SUPPLIED DATA -

^^^^^^^^^^^^^^^^

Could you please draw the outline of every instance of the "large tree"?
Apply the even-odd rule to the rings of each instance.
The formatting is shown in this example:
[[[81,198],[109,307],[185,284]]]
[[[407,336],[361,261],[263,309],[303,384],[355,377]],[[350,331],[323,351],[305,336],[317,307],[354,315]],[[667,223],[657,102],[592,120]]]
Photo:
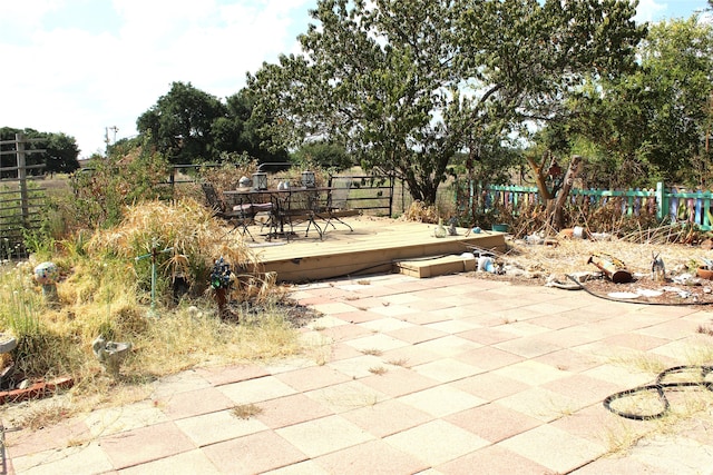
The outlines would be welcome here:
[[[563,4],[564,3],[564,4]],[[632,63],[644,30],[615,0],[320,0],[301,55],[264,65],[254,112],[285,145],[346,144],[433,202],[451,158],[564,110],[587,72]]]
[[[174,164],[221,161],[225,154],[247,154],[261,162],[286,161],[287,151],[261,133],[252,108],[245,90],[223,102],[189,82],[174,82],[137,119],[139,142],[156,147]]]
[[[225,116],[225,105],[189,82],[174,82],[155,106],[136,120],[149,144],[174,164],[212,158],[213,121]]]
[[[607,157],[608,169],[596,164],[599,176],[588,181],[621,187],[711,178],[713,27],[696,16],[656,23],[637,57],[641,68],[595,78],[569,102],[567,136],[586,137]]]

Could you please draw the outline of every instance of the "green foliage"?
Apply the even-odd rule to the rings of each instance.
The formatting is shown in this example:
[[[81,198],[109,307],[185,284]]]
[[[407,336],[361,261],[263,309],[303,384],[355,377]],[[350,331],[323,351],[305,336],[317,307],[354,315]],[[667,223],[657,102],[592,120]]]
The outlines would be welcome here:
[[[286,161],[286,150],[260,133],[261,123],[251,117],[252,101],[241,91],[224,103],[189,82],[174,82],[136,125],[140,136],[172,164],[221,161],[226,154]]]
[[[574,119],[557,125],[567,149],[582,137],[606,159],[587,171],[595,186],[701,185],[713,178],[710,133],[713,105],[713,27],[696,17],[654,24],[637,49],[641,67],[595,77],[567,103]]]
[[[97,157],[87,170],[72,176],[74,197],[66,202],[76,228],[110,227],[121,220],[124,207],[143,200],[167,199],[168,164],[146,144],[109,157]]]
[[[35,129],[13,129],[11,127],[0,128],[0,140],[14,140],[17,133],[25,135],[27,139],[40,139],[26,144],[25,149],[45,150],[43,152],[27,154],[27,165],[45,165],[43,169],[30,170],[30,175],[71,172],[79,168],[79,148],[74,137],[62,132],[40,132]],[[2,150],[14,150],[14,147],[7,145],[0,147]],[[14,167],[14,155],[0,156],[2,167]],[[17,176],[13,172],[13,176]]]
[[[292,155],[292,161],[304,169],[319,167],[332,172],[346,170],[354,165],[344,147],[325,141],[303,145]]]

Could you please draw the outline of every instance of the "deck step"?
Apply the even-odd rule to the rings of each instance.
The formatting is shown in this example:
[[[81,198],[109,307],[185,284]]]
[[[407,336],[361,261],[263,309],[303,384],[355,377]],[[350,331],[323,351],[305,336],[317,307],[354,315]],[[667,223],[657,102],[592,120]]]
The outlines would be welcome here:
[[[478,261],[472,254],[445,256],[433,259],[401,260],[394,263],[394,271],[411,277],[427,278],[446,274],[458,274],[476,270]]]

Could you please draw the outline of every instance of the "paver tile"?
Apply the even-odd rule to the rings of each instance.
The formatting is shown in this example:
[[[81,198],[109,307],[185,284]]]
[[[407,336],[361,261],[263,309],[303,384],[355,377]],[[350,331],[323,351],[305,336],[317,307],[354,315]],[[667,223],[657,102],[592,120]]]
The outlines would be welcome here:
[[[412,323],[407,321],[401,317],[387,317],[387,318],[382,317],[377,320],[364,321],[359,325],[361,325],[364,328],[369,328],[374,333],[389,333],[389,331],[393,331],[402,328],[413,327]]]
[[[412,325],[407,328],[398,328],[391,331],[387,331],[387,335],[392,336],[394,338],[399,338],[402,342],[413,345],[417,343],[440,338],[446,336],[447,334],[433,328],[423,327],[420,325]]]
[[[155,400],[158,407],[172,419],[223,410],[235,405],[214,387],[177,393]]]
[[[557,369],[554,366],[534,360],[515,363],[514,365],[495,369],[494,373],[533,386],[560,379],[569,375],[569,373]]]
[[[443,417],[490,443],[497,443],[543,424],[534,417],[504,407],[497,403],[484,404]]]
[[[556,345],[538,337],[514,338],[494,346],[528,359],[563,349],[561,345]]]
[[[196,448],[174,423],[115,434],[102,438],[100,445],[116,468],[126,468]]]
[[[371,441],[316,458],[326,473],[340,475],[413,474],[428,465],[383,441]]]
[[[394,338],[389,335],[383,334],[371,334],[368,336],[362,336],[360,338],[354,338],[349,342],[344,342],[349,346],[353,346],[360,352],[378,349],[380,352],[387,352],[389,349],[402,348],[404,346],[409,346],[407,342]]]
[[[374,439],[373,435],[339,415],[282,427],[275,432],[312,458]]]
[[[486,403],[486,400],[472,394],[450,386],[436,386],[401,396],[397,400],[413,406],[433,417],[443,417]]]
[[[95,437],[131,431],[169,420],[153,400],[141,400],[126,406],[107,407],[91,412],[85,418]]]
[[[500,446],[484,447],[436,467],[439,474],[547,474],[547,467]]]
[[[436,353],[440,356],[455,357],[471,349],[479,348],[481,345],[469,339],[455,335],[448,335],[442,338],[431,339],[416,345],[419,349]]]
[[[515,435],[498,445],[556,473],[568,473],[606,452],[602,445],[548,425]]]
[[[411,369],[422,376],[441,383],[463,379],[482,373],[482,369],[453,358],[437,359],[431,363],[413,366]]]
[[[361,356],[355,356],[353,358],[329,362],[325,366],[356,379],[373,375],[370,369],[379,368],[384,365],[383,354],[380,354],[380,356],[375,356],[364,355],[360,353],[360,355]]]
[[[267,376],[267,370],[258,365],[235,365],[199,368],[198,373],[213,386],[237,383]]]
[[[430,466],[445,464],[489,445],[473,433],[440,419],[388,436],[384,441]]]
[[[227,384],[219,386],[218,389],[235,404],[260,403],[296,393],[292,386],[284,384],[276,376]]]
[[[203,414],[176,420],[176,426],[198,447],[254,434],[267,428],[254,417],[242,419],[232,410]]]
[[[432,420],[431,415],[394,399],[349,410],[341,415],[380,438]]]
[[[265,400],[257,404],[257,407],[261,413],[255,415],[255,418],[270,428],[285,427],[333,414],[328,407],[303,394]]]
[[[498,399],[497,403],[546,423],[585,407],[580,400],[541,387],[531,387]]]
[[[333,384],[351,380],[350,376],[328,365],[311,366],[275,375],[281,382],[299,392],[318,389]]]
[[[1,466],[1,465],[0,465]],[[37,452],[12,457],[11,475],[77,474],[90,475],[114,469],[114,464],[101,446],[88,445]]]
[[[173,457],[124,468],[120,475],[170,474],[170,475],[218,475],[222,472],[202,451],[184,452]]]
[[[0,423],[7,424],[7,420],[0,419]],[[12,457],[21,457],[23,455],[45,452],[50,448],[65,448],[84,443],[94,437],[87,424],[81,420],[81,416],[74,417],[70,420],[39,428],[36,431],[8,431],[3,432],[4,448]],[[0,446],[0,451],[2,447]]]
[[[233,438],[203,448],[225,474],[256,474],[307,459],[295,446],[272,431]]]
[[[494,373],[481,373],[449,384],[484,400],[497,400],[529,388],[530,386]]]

^^^^^^^^^^^^^^^^

Restate the data above exactly, stripping out each image.

Could you please draw the outline of every instance of the "large tree"?
Apply the even-odd rule to the rings of each instance.
The formatting is shown in this example:
[[[81,198],[109,307],[185,284]]]
[[[407,336],[361,261],[263,309],[303,384],[355,377]],[[350,331],[323,351],[305,336],[317,307],[354,315]],[[667,223],[657,102],[592,120]]]
Photo:
The outlines would be welcome here:
[[[563,4],[564,3],[564,4]],[[632,63],[644,30],[615,0],[320,0],[301,55],[264,65],[254,112],[285,145],[346,144],[433,202],[451,158],[564,110],[587,72]]]
[[[174,164],[221,161],[225,154],[247,154],[261,162],[286,161],[287,151],[261,133],[252,108],[245,90],[223,102],[189,82],[174,82],[137,119],[139,142],[156,147]]]
[[[225,116],[225,105],[189,82],[174,82],[155,106],[136,120],[149,144],[174,164],[212,158],[213,121]]]
[[[607,157],[608,169],[596,164],[599,176],[588,181],[621,187],[711,178],[713,27],[696,16],[656,23],[637,57],[641,68],[595,78],[569,102],[567,136],[586,137]]]

Could you please draw the outline of every instance of the "green foliage"?
Apply the even-odd rule to the rings of each instance.
The formatting is shown in this example:
[[[81,198],[109,307],[185,284]]]
[[[407,336],[361,261],[263,309],[303,384],[355,377]],[[350,331],[323,351],[305,336],[317,307],[354,315]],[[667,223],[657,102],[592,120]]]
The outlines would be welcome here:
[[[286,161],[286,150],[260,133],[261,123],[251,117],[252,101],[241,91],[224,103],[189,82],[174,82],[136,125],[140,136],[172,164],[221,161],[226,154]]]
[[[574,119],[557,125],[567,149],[582,137],[606,159],[587,171],[595,186],[701,185],[713,178],[710,133],[713,105],[713,27],[696,17],[654,24],[637,49],[641,67],[595,77],[567,103]]]
[[[97,157],[87,170],[72,176],[74,197],[66,202],[76,228],[110,227],[121,220],[124,207],[143,200],[167,199],[168,164],[146,144],[109,157]]]
[[[35,129],[13,129],[11,127],[0,128],[0,140],[14,140],[17,133],[25,135],[27,139],[40,139],[26,144],[25,149],[45,150],[43,152],[27,154],[27,165],[45,165],[43,169],[30,170],[30,175],[71,172],[79,168],[79,148],[74,137],[62,132],[40,132]],[[2,150],[14,150],[14,147],[7,145],[0,147]],[[14,167],[14,155],[0,156],[2,167]],[[17,176],[13,172],[13,176]]]
[[[292,155],[292,161],[304,169],[319,167],[332,172],[346,170],[354,165],[344,147],[325,141],[303,145]]]

Could you please draw the outline of every instance of the "deck step"?
Apply the even-odd rule to the rings of each instance.
The formatting is shown in this example:
[[[81,198],[109,307],[185,284]]]
[[[407,336],[361,261],[263,309],[303,384],[355,377]],[[350,331],[323,351],[305,336],[317,307],[354,315]],[[667,223],[657,102],[592,120]]]
The outlines would be welcome here:
[[[478,261],[472,254],[445,256],[433,259],[401,260],[394,263],[394,271],[411,277],[427,278],[446,274],[458,274],[476,270]]]

Could you please draw the outline of every instance of the "paver tile"?
Apply the even-odd rule to the rings of each instance.
The formatting is shown in this example:
[[[81,198],[109,307],[185,284]]]
[[[407,336],[361,261],[263,309],[303,384],[355,377]],[[350,331],[323,351],[305,336],[317,307],[354,315]],[[667,223],[657,102],[592,120]]]
The outlines would be welcome here:
[[[412,323],[407,321],[401,317],[387,317],[387,318],[382,317],[377,320],[364,321],[359,325],[361,325],[364,328],[369,328],[374,333],[389,333],[389,331],[393,331],[402,328],[413,327]]]
[[[412,325],[407,328],[398,328],[391,331],[387,331],[387,335],[392,336],[394,338],[399,338],[402,342],[413,345],[417,343],[440,338],[446,336],[447,334],[433,328],[423,327],[420,325]]]
[[[155,400],[158,407],[172,419],[223,410],[235,405],[214,387],[177,393]]]
[[[557,369],[554,366],[534,360],[515,363],[514,365],[495,369],[494,373],[533,386],[560,379],[569,375],[569,373]]]
[[[443,417],[490,443],[497,443],[543,424],[534,417],[504,407],[497,403],[484,404]]]
[[[556,345],[538,337],[514,338],[494,346],[528,359],[563,349],[561,345]]]
[[[196,448],[174,423],[115,434],[102,438],[100,445],[116,468],[126,468]]]
[[[371,441],[316,458],[326,473],[340,475],[413,474],[428,465],[383,441]]]
[[[394,338],[389,335],[383,334],[371,334],[368,336],[362,336],[360,338],[354,338],[349,342],[344,342],[349,346],[353,346],[360,352],[378,349],[380,352],[387,352],[389,349],[402,348],[404,346],[409,346],[407,342]]]
[[[374,439],[373,435],[339,415],[282,427],[275,432],[312,458]]]
[[[486,403],[486,400],[472,394],[450,386],[436,386],[401,396],[397,400],[413,406],[433,417],[443,417]]]
[[[95,437],[131,431],[169,420],[153,400],[141,400],[126,406],[107,407],[91,412],[85,418]]]
[[[500,446],[484,447],[436,467],[439,474],[547,474],[547,467]]]
[[[436,353],[440,356],[455,357],[471,349],[479,348],[481,345],[469,339],[455,335],[448,335],[442,338],[431,339],[416,345],[419,349]]]
[[[515,435],[498,445],[556,473],[568,473],[606,452],[602,445],[548,425]]]
[[[411,369],[422,376],[441,383],[463,379],[482,373],[482,369],[453,358],[437,359],[431,363],[413,366]]]
[[[361,356],[355,356],[353,358],[329,362],[325,366],[356,379],[373,375],[370,369],[379,368],[384,365],[383,354],[380,354],[380,356],[375,356],[364,355],[360,353],[360,355]]]
[[[267,376],[267,370],[258,365],[235,365],[199,368],[198,373],[213,386],[237,383]]]
[[[430,466],[445,464],[489,445],[473,433],[440,419],[388,436],[384,441]]]
[[[227,384],[219,386],[218,389],[235,404],[260,403],[296,393],[292,386],[284,384],[276,376]]]
[[[203,414],[176,420],[176,426],[198,447],[254,434],[267,428],[254,417],[242,419],[232,410]]]
[[[432,420],[431,415],[394,399],[349,410],[341,415],[380,438]]]
[[[265,400],[257,404],[257,407],[261,413],[255,415],[255,418],[270,428],[285,427],[333,414],[328,407],[303,394]]]
[[[498,399],[497,403],[546,423],[585,407],[580,400],[541,387],[531,387]]]
[[[333,384],[351,380],[350,376],[328,365],[311,366],[275,375],[281,382],[299,392],[318,389]]]
[[[1,466],[1,465],[0,465]],[[37,452],[12,457],[11,475],[77,474],[90,475],[114,469],[114,464],[101,446],[88,445]]]
[[[173,457],[124,468],[120,475],[170,474],[170,475],[218,475],[222,472],[202,451],[184,452]]]
[[[0,423],[7,424],[7,420],[0,419]],[[12,457],[21,457],[23,455],[45,452],[50,448],[65,448],[84,443],[94,437],[87,424],[81,420],[81,416],[74,417],[70,420],[39,428],[36,431],[8,431],[3,432],[4,448]],[[0,446],[0,451],[2,447]]]
[[[233,438],[203,448],[225,474],[256,474],[307,459],[295,446],[272,431]]]
[[[494,373],[481,373],[449,384],[484,400],[497,400],[529,388],[530,386]]]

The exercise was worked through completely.